__TASK TO COMPLETE__: Filter the lines below and copy each one that contains the word "foliage", matching its case exactly.

__DATASET ENTRIES__:

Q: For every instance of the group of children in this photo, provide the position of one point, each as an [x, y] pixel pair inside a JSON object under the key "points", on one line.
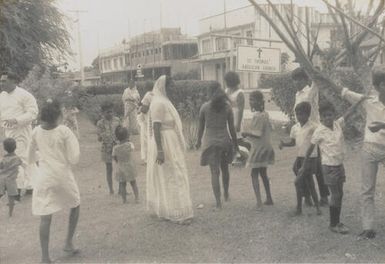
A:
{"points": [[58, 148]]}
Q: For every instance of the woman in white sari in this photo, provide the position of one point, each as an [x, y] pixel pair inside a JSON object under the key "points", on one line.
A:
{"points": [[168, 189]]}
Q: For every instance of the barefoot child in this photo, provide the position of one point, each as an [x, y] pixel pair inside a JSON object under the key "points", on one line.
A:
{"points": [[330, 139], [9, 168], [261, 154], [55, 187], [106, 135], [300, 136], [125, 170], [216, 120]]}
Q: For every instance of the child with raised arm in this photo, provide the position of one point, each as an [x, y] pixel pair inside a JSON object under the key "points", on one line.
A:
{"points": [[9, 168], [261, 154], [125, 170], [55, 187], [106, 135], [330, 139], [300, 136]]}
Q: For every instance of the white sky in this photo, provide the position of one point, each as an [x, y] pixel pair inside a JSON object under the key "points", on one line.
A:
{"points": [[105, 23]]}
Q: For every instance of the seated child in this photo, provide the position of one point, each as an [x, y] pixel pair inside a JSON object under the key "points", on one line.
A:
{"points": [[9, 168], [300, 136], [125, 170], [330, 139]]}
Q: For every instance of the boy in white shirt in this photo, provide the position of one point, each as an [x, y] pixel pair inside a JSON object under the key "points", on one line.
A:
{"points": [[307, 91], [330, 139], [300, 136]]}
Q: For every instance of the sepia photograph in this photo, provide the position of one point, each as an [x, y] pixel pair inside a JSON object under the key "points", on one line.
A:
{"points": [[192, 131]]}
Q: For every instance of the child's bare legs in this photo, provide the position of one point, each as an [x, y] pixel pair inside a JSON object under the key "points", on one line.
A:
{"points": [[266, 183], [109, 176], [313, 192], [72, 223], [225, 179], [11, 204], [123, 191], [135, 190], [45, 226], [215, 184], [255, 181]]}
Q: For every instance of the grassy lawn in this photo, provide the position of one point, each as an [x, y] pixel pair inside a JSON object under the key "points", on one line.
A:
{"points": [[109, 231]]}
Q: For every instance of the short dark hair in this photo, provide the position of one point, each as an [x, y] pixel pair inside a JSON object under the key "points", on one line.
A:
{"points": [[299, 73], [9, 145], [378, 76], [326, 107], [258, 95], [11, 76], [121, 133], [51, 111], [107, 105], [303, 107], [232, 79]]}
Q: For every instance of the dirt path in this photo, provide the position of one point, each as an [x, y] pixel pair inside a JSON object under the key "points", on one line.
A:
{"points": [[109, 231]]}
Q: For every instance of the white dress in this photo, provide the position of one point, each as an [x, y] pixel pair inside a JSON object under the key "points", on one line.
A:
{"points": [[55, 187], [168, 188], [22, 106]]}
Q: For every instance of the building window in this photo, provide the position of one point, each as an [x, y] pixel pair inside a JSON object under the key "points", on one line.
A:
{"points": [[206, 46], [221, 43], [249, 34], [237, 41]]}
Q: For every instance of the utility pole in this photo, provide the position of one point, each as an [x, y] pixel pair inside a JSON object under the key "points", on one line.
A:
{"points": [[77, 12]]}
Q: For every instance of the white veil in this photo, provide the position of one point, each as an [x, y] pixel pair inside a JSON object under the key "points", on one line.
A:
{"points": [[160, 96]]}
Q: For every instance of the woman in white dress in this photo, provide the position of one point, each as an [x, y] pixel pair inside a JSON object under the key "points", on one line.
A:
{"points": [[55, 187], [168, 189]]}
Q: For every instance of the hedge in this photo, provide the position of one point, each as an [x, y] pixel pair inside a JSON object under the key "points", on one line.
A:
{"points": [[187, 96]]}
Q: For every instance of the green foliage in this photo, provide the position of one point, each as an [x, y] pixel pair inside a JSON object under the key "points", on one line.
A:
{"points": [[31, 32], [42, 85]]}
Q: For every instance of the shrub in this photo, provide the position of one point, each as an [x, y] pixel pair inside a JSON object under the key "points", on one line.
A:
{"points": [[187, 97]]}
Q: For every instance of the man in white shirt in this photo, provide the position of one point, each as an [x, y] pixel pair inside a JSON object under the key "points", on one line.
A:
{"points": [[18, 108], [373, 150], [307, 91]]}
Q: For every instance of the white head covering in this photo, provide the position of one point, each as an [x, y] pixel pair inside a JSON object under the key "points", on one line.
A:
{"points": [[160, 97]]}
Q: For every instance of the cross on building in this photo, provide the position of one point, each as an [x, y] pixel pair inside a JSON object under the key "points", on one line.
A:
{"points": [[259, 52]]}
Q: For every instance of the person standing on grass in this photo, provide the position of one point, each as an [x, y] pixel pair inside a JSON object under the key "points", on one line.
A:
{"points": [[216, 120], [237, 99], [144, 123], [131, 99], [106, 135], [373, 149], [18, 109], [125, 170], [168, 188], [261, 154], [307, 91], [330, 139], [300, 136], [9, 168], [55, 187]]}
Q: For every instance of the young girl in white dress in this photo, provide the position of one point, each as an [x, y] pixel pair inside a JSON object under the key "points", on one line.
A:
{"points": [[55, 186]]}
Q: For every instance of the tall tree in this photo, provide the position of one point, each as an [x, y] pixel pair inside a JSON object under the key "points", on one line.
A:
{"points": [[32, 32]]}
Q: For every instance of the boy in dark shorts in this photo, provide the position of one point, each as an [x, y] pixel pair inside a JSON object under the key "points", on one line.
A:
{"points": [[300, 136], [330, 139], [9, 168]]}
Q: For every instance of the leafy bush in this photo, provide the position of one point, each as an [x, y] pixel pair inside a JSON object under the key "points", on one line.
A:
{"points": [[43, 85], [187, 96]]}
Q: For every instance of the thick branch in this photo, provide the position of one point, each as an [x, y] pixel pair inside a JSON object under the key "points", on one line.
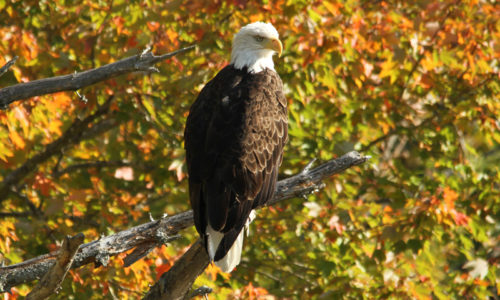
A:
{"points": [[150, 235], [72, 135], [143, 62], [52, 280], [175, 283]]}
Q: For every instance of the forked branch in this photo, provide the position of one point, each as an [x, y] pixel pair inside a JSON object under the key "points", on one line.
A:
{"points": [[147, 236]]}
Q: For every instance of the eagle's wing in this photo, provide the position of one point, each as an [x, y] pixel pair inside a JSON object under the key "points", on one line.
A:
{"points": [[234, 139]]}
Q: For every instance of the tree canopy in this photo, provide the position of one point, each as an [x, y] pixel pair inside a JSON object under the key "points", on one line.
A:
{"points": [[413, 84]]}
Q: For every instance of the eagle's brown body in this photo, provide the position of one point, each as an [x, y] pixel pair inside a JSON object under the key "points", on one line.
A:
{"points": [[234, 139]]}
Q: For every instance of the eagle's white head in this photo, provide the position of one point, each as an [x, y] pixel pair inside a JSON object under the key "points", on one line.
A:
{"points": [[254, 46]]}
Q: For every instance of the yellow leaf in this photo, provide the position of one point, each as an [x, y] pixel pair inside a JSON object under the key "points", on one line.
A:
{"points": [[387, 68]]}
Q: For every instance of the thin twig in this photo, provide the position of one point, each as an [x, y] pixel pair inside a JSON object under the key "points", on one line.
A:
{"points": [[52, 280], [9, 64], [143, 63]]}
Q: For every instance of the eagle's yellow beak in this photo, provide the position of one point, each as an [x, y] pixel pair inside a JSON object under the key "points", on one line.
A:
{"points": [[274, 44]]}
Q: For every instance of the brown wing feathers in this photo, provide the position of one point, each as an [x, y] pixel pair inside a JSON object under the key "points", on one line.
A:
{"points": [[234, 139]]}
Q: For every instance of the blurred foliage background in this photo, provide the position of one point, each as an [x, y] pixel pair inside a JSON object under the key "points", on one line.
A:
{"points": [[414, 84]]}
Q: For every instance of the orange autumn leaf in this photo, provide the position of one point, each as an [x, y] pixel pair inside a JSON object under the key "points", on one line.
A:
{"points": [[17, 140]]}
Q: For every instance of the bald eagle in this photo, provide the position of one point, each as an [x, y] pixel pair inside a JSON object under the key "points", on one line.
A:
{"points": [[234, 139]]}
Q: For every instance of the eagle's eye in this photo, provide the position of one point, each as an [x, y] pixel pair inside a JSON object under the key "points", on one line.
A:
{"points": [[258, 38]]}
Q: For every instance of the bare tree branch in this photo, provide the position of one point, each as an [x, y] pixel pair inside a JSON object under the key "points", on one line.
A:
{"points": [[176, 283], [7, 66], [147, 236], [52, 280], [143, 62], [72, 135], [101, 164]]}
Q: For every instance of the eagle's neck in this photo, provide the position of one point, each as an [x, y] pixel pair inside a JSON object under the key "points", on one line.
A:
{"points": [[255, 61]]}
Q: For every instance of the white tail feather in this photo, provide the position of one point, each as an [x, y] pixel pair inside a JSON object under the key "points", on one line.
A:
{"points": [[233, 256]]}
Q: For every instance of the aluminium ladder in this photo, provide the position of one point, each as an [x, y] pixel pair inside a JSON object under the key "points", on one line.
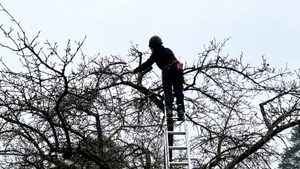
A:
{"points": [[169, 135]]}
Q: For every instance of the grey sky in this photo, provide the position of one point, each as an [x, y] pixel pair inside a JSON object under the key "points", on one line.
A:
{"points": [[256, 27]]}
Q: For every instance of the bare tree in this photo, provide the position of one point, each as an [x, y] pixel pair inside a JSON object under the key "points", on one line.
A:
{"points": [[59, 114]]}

...

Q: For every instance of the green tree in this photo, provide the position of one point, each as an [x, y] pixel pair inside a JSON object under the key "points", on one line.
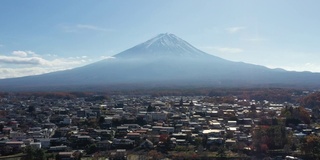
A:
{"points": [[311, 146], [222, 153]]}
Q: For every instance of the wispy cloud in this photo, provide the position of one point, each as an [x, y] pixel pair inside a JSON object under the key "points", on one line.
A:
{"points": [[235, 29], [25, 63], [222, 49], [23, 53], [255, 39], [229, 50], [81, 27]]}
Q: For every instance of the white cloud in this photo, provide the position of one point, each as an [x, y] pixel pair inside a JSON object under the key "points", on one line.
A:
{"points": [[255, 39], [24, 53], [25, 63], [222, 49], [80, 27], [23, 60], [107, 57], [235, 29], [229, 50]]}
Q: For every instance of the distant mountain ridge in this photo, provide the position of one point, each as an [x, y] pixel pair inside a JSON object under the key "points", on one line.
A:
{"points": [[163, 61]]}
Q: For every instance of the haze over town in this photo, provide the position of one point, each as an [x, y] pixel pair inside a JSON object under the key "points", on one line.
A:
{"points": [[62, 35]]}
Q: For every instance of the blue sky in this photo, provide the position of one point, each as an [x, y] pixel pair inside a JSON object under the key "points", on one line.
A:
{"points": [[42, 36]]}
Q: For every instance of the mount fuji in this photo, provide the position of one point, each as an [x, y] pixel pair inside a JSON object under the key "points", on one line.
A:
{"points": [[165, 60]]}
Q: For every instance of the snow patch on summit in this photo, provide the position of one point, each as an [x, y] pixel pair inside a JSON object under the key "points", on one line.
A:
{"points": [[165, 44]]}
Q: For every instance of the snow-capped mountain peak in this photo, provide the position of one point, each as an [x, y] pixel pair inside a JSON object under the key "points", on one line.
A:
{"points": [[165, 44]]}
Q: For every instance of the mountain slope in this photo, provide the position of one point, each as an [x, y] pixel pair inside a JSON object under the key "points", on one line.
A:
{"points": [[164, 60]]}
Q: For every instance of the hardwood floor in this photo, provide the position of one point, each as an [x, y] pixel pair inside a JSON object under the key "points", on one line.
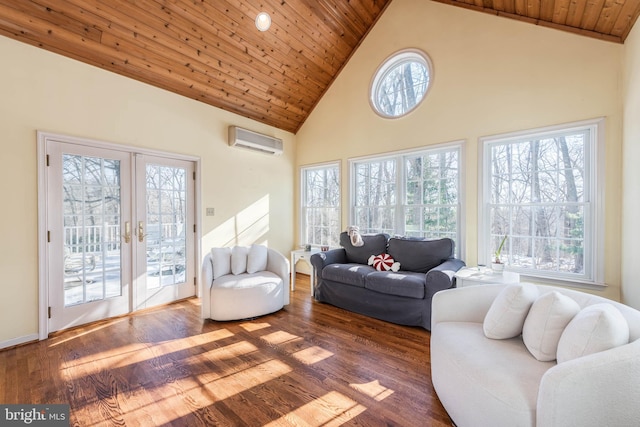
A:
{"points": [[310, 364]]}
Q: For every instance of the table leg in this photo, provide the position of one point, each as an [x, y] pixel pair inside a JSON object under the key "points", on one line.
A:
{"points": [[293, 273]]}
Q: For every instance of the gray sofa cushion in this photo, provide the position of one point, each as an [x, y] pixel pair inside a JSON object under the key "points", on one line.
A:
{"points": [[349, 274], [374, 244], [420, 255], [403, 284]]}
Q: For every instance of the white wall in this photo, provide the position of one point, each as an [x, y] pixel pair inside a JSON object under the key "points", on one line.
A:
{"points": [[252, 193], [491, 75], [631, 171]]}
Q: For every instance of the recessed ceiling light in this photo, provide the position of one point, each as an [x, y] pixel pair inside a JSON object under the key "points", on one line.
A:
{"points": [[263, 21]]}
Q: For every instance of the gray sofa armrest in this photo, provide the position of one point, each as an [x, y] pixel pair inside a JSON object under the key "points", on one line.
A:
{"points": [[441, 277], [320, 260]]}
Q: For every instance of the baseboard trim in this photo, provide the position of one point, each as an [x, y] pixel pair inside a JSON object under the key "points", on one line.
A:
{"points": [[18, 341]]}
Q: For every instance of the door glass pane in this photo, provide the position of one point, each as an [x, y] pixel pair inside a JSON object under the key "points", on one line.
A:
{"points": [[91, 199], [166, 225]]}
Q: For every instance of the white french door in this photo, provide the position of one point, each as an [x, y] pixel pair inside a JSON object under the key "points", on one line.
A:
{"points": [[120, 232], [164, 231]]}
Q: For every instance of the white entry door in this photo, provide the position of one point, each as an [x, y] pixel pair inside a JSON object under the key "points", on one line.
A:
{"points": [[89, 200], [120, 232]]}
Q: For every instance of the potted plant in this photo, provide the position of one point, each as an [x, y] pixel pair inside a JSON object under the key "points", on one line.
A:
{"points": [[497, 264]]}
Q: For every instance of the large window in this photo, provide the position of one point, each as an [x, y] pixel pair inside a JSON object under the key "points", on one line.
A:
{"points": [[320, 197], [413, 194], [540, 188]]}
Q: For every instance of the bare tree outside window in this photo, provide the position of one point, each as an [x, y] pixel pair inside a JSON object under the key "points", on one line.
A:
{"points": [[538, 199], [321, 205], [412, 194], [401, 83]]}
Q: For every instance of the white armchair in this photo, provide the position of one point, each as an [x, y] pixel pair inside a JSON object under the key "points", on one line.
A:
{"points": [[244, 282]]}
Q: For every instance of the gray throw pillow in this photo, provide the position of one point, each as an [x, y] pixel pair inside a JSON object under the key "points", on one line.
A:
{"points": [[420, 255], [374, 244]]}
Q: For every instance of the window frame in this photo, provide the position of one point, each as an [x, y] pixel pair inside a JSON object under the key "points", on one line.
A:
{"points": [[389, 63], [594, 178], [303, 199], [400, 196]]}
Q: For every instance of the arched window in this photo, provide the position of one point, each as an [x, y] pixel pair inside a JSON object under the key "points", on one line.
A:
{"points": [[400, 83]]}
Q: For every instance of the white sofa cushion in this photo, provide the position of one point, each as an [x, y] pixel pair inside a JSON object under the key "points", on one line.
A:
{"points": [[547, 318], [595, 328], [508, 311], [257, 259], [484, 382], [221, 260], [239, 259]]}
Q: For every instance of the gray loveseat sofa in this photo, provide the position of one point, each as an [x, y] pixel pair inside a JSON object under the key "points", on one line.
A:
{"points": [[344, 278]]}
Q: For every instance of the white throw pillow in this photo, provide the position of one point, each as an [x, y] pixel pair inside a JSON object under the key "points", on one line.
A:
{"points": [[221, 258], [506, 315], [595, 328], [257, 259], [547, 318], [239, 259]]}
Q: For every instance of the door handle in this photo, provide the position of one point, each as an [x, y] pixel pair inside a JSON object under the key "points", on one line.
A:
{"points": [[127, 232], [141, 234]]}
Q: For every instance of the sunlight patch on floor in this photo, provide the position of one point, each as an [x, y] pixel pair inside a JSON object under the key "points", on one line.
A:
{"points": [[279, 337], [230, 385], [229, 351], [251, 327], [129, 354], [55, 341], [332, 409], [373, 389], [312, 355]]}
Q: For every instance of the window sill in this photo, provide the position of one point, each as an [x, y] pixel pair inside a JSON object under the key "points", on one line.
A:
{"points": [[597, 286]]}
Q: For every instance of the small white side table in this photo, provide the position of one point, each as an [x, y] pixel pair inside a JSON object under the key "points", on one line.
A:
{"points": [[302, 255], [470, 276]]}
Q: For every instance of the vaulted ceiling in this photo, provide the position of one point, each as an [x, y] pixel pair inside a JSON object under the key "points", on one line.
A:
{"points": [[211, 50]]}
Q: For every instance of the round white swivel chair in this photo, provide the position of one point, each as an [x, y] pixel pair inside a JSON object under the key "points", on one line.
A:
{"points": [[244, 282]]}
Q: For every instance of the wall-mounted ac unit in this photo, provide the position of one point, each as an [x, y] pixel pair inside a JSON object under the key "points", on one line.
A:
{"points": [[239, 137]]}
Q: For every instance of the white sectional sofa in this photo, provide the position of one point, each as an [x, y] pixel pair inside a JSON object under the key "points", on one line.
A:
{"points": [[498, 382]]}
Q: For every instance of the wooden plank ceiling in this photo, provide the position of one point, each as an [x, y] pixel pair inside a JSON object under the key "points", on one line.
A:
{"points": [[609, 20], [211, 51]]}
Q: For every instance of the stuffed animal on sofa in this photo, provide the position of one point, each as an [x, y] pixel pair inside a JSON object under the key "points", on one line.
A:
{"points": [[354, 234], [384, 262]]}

__ANSWER TO THE EXERCISE__:
Q: For every instance of the green foliage in this photo, provide the position of one point, each as an [x, y] pixel pair inside a JSON object under the key "points", on one line.
Q: For every instance of the blurred foliage background in this photo, provide the position of one point, each as an [x, y] pixel pair inside a JSON object under the key "points", on one line.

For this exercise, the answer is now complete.